--- Passage provided ---
#####

Surprising Lessons from Spit on the Face

And not my own spit, either

“A person sticking their feet out of a car window from the perspective of the rear view mirror” by anja. on Unsplash

It was just like any other Family vacation.

We were traveling down the highway in our Toyota Sienna. It was brand new (to us) and we were excited that the long middle windows rolled down. We would leave it down even going highway speeds and feel the breeze all throughout the car. Even in the back where I happened to be sitting that day.

My brother thought he was SO smart.

He rolled the long middle window down and spat out.

In his defense, I don’t think that what happened next was intentional, at least not by him. That big, wet loogie went right out the window, into the wind, and right back into the car.

Only it was a couple feet behind where it originated from in the middle seat.

It landed right in the middle of my face.

I remember very clearly the pregnant silence as he wondered what I would do. I wasn’t always the best at reacting well in “sticky” situations like this one. Pausing to consider what just happened, I surprised myself by realizing that he didn’t mean to get me in the face.

#####

--- What you need to do ---
a) Copy word for word the part of the spit-on-the-face essay that begins at the words "And not my own" and stops after "other Family vacation.".
b) In the spit-on-the-face essay, what vehicle was the family driving down the highway?
c) Extend the spit-on-the-face essay, picking up after its last sentence.

#####

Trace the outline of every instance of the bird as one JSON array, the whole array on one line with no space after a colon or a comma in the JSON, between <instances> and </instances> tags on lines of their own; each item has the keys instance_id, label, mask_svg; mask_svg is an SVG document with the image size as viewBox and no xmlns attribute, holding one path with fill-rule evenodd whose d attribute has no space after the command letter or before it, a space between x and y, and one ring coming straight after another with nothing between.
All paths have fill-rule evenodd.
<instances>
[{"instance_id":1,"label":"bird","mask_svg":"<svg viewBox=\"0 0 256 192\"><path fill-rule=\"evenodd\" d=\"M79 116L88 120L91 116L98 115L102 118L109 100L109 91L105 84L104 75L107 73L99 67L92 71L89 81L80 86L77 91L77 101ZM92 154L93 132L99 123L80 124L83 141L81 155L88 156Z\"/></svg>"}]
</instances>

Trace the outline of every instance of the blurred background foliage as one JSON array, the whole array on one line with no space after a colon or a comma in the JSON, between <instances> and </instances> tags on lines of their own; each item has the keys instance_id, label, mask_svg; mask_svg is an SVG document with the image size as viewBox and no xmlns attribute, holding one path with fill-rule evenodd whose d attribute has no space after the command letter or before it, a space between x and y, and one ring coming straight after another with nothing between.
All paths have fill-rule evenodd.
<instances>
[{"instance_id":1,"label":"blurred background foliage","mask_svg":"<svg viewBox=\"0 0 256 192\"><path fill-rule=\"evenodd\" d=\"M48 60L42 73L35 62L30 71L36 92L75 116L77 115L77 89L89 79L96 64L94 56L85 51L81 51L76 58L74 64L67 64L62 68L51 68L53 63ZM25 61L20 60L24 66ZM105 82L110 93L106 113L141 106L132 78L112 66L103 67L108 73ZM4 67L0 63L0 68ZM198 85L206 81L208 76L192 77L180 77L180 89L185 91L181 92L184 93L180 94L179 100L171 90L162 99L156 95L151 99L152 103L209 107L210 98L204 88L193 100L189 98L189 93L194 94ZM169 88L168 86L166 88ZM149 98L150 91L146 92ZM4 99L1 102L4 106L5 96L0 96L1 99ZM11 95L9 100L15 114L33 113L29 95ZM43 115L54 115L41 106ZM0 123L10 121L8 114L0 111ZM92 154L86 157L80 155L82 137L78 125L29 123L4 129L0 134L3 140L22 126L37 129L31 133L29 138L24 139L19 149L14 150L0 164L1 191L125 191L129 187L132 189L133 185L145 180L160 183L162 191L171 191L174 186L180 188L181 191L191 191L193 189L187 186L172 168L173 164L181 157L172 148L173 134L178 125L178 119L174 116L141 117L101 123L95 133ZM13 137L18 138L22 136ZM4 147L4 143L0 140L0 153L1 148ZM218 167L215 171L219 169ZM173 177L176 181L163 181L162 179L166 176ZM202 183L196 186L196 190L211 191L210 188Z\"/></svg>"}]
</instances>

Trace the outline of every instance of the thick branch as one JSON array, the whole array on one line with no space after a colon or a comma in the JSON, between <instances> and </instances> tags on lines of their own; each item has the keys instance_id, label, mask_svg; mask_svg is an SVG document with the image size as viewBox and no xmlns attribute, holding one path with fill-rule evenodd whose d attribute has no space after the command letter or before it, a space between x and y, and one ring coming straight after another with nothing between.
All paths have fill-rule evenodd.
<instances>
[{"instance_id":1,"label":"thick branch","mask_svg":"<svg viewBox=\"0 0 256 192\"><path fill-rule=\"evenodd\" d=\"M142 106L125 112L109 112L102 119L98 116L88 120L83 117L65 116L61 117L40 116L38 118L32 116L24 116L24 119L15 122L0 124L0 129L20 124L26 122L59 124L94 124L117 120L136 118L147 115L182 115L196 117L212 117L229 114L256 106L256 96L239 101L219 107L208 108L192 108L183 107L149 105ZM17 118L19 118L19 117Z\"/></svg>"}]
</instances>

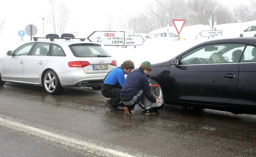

#####

--- Outputs in order ---
a)
And not my own spit, either

“A person sticking their feet out of a car window from the perspective of the rear view mirror” by anja. on Unsplash

It was just like any other Family vacation.

b) A Toyota Sienna.

c)
So I laughed.

He laughed too and upon realizing what just happened everyone else laughed with us. By this time I had wiped the spit from my eyes, nose, and lips.

That experience will always be vivid in my mind, and not just because of the way his warm, slimy spit felt on my face where it didn’t belong.

My brother will always keep the experience vivid in his mind too.

We both still laugh about it today.

People won’t always remember the little day to day things that we do out of habit. But when we surprise them (and ourselves) by responding with kindness, even if that kindness is as simple as holding in our anger, we can make a remarkably positive difference in their lives.

Just imagine the incredible difference we can make in others lives if we were to proactively offer that kind of surprising kindness.

I wasn’t the best brother then, and I’m certainly not now. Remembering that experience together, however, has brought my brother and me together when life seems to have its way of making us further and further apart.

That day I also learned about the power of what Viktor Frankl meant when he said:

My freedom and growth were found that day by making an intentional choice between the stimulus of spit in my face and my response.

How is life spitting in your face right now?

How will you choose your response?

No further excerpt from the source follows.